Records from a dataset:

○ ○ ○ ○

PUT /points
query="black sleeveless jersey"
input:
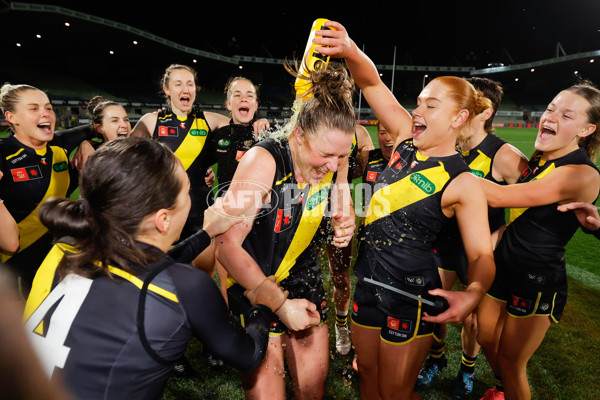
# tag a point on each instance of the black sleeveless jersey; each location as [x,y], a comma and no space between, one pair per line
[189,138]
[449,247]
[481,161]
[29,178]
[87,331]
[536,236]
[405,217]
[375,165]
[230,143]
[282,238]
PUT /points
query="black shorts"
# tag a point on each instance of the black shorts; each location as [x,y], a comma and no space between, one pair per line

○ ○ ○ ○

• _AIM OF THE EXERCISE_: Filter the records above, keeping each line that contains the word "query".

• _WRITTEN SOLUTION_:
query="black sleeveless jersey"
query="black shorts"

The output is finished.